EXERCISE DIRECTIONS:
From the entries, filter out every line that lacks "trace" and copy the rest.

-------- MATERIALS PROVIDED

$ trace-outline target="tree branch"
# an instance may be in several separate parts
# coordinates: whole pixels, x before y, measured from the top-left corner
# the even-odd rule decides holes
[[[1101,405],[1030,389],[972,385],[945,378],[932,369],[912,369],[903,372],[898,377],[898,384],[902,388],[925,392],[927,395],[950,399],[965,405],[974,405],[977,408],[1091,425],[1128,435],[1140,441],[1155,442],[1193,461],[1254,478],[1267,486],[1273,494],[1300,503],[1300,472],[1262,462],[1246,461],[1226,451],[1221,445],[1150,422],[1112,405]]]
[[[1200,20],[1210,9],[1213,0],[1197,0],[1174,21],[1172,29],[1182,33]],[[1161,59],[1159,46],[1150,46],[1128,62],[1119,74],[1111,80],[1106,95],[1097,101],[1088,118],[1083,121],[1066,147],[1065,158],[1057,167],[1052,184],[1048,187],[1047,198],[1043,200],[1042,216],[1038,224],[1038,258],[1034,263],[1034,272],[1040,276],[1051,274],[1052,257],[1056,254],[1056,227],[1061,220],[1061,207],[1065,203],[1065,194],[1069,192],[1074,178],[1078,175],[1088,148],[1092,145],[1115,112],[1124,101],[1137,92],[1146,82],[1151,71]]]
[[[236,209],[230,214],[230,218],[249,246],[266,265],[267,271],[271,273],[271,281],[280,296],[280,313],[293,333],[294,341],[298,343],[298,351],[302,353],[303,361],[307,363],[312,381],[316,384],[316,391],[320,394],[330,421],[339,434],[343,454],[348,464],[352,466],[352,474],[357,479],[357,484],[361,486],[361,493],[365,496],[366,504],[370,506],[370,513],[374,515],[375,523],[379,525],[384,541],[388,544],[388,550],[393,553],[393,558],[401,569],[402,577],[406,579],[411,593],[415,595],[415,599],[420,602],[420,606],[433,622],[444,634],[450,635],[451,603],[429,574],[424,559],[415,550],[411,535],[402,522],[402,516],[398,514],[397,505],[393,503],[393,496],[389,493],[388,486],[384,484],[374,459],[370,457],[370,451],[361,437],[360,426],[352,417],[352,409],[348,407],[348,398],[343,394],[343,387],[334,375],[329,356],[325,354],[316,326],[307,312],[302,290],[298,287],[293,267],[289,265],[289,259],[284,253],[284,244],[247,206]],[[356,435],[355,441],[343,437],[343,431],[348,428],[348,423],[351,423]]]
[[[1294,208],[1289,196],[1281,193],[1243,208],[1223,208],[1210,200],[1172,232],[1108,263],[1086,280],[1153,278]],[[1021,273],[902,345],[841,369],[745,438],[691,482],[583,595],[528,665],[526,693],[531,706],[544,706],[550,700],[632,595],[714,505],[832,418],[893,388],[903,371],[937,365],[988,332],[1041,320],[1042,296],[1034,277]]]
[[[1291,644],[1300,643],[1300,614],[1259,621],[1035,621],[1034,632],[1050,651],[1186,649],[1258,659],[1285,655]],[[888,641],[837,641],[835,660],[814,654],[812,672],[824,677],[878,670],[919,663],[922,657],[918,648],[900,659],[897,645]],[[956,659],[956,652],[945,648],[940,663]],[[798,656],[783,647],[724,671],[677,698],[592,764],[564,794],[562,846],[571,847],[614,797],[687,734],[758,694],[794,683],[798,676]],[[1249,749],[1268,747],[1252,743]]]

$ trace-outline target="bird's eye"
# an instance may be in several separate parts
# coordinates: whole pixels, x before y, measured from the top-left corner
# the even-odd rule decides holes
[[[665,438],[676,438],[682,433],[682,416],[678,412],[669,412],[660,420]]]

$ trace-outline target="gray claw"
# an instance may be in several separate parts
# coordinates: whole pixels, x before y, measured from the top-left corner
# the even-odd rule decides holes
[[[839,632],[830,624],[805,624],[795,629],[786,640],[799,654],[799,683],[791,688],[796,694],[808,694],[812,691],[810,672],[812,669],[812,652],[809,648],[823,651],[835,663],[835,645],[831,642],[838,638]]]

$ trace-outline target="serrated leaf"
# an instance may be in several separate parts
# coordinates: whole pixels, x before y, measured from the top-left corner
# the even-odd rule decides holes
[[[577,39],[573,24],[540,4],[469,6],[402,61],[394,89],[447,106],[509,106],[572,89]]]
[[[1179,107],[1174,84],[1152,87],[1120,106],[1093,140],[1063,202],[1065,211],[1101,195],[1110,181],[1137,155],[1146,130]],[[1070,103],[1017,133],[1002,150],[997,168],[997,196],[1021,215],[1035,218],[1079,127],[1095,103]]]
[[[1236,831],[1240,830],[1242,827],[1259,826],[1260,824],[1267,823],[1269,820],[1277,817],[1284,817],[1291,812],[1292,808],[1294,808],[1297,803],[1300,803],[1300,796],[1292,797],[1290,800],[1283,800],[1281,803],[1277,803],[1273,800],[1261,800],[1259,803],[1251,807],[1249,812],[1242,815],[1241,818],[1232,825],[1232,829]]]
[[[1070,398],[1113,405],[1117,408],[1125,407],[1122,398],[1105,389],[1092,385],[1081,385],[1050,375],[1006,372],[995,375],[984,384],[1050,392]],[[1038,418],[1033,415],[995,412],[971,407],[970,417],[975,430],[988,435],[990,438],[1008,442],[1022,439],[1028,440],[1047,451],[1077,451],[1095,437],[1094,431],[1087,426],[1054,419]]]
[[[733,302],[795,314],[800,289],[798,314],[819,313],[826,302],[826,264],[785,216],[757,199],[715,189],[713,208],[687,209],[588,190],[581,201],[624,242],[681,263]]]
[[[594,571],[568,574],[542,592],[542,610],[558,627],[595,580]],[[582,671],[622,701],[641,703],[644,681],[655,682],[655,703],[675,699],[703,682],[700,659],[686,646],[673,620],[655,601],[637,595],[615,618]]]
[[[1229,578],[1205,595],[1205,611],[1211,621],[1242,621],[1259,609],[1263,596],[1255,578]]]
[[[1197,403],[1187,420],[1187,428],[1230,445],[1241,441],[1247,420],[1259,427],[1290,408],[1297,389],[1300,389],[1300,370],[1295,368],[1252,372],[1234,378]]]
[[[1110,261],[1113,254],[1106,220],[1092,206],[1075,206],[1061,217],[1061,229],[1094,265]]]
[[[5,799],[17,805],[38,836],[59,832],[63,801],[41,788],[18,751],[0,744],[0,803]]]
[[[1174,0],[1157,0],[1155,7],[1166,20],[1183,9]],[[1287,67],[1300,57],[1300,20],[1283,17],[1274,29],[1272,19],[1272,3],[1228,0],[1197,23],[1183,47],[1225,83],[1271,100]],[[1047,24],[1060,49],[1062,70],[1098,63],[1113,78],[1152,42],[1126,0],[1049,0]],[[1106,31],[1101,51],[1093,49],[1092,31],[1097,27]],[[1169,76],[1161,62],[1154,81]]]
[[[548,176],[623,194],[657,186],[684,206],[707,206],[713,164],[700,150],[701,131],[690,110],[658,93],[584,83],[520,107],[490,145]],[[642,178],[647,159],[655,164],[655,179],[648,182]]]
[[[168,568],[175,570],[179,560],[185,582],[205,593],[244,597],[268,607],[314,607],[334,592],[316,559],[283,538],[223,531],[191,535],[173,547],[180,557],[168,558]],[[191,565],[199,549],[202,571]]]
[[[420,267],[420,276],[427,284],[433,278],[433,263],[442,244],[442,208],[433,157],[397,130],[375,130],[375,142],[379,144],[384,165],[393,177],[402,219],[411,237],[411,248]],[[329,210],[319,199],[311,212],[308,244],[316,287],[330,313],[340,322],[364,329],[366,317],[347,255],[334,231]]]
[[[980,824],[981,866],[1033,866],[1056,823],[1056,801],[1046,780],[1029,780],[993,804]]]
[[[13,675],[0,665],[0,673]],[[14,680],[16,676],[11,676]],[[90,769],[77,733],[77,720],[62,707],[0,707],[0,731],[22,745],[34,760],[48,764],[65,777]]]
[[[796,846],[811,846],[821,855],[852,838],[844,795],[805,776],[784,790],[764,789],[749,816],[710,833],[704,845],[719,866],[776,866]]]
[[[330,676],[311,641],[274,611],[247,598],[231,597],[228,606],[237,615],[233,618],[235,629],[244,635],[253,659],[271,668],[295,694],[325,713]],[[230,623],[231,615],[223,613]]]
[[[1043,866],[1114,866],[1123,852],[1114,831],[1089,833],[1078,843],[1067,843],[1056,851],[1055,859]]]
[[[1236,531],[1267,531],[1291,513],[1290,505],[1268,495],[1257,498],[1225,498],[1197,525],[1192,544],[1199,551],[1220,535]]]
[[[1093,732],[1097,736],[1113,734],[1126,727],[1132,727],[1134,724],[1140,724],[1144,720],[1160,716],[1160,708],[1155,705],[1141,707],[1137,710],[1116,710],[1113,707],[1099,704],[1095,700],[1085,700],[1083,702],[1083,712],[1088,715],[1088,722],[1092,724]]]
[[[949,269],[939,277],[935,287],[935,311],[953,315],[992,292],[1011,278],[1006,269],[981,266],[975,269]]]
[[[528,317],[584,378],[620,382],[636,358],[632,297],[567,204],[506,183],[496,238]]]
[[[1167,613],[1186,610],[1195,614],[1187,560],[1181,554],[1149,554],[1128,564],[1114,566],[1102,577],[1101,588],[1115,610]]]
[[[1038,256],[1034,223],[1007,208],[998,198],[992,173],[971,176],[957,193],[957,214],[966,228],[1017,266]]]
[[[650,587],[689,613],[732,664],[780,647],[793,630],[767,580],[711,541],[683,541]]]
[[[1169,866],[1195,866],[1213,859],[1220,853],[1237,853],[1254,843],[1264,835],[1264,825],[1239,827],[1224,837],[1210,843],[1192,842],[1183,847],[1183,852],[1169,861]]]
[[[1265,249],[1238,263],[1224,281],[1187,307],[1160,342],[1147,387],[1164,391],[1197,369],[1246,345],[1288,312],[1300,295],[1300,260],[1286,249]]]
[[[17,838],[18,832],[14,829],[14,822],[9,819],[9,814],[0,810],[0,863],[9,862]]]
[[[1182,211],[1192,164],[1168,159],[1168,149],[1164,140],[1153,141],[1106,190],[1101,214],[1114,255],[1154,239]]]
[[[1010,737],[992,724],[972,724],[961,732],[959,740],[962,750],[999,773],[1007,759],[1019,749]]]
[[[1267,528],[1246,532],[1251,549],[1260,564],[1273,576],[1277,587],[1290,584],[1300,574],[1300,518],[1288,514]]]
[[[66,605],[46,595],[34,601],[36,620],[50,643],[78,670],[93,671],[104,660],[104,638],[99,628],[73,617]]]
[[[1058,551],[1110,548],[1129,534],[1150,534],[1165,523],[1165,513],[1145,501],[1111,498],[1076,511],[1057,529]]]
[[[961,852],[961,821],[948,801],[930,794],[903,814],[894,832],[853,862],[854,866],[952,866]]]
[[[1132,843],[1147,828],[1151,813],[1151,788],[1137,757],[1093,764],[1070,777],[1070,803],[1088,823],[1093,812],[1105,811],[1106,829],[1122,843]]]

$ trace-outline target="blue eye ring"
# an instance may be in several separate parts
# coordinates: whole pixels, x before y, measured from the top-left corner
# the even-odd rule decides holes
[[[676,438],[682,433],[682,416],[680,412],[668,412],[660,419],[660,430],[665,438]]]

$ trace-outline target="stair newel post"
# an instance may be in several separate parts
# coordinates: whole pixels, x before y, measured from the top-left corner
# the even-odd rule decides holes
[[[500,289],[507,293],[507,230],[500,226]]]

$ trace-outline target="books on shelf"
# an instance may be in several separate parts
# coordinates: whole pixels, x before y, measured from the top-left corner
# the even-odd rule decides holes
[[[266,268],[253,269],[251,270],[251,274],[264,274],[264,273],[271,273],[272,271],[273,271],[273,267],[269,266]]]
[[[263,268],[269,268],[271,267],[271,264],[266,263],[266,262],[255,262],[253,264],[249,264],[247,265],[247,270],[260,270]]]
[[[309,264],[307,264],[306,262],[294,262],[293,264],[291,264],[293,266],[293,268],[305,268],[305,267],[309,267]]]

----------------

TASK RESULT:
$ trace-outline target="tree branch"
$ trace-outline target="bird's eye"
$ trace-outline target="gray claw"
$ trace-outline target="serrated leaf"
$ trace-outline target="blue eye ring"
$ trace-outline target="stair newel post"
$ trace-outline target="books on shelf"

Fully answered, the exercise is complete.